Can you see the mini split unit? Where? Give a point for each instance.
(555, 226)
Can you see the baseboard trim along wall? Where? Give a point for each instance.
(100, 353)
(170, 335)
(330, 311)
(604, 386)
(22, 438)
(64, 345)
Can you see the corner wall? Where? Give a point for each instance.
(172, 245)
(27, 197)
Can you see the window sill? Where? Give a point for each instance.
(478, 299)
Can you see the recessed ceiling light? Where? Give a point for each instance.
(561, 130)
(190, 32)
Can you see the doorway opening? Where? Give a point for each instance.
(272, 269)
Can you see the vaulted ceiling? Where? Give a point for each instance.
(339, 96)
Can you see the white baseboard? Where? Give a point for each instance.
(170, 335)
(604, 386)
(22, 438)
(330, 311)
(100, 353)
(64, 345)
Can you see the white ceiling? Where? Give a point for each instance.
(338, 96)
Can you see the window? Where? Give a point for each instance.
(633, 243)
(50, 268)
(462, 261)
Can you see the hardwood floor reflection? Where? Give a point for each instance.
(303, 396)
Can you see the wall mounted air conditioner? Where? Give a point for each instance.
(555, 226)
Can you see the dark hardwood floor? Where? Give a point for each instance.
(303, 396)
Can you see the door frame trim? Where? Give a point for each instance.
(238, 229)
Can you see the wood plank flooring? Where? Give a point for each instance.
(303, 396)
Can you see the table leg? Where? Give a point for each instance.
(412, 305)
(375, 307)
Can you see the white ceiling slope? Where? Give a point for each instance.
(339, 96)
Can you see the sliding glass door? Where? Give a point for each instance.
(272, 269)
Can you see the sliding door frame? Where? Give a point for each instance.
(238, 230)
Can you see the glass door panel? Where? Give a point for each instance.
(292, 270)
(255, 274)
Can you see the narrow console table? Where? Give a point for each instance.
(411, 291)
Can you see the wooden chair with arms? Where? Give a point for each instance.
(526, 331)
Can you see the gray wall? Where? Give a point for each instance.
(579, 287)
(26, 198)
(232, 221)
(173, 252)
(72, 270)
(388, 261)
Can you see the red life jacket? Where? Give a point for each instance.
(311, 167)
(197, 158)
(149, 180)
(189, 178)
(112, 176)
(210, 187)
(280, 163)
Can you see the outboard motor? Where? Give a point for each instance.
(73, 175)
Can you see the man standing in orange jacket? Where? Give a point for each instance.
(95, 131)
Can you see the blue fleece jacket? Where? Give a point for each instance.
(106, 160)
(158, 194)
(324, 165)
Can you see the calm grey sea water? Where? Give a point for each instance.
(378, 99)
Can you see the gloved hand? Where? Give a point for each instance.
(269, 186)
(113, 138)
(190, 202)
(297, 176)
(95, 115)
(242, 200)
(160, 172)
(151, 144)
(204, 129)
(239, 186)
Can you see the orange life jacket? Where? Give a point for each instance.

___

## Written task
Please copy every item above word for word, one per line, in the order given.

## Answer for this exercise
Can you see the mini split unit? Where? Give a point for each instance.
(555, 226)
Can you see the baseboard trim along wall? Where? Give a point for each instance.
(100, 353)
(170, 335)
(330, 311)
(604, 386)
(22, 438)
(64, 345)
Can you see the corner wall? Where? Give a point for each instance.
(172, 245)
(27, 197)
Can you see the window sill? Where? Give a point for each instance.
(478, 299)
Can you see the recessed ceiling light? Where? Give a point for each instance.
(561, 130)
(190, 32)
Can you see the doorway opening? Where? Give a point for each instance.
(272, 269)
Can you see the vaulted ceiling? Where? Give a point for each instance.
(339, 96)
Can you see the white baseboard? Where? Give a point for each instance.
(170, 335)
(604, 386)
(22, 438)
(330, 311)
(100, 353)
(64, 345)
Can you see the white ceiling? Where? Give a point for each instance.
(338, 96)
Can you see the window? Where? Give a point for each instance.
(633, 243)
(50, 268)
(462, 261)
Can you see the hardwood floor reflection? Where? Give a point for each instance.
(303, 396)
Can you see the wall mounted air conditioner? Where? Give a point for each instance.
(555, 226)
Can you see the dark hardwood floor? Where? Give a point for each instance.
(303, 396)
Can you see the door frame trim? Where? Give a point for each instance.
(238, 229)
Can you see the wood plank flooring? Where? Give a point for each instance.
(303, 396)
Can you see the table leg? Where? Give a point for each instance.
(412, 305)
(375, 307)
Can you see the white ceiling slope? Where? Give a point for each instance.
(339, 96)
Can you see the sliding glass door? Where? Give a point for each instance.
(272, 269)
Can you see the sliding door frame? Where? Give a point for each instance.
(238, 230)
Can you see the glass door panel? Where? Give a point for each instance.
(292, 270)
(255, 274)
Can you see the narrow console table? Where? Give a point for each instance.
(411, 291)
Can you see the wooden chair with arms? Where? Give a point for each instance.
(526, 331)
Can you see the gray wall? Where? Give a point for each instance.
(579, 287)
(26, 198)
(232, 221)
(173, 252)
(72, 270)
(388, 261)
Can you see the red life jacket? Where? Give a point for each instance.
(311, 167)
(197, 158)
(149, 180)
(189, 178)
(112, 176)
(210, 187)
(280, 163)
Can you see the outboard motor? Where? Give a point for each instance.
(73, 175)
Can you see the man standing in orange jacket? Where? Give a point for each instance.
(95, 131)
Can you see the blue fleece jacket? Where? Give a point for each instance.
(106, 160)
(158, 194)
(324, 165)
Can you see the calm grey sea water? Where? Give a point for each instance.
(378, 99)
Can you see the gloved hand? Where? Give a point for each instance.
(269, 186)
(113, 138)
(190, 202)
(297, 176)
(95, 115)
(242, 200)
(160, 172)
(151, 144)
(204, 129)
(239, 186)
Can you see the orange life jacket? Where? Give a point for each instance.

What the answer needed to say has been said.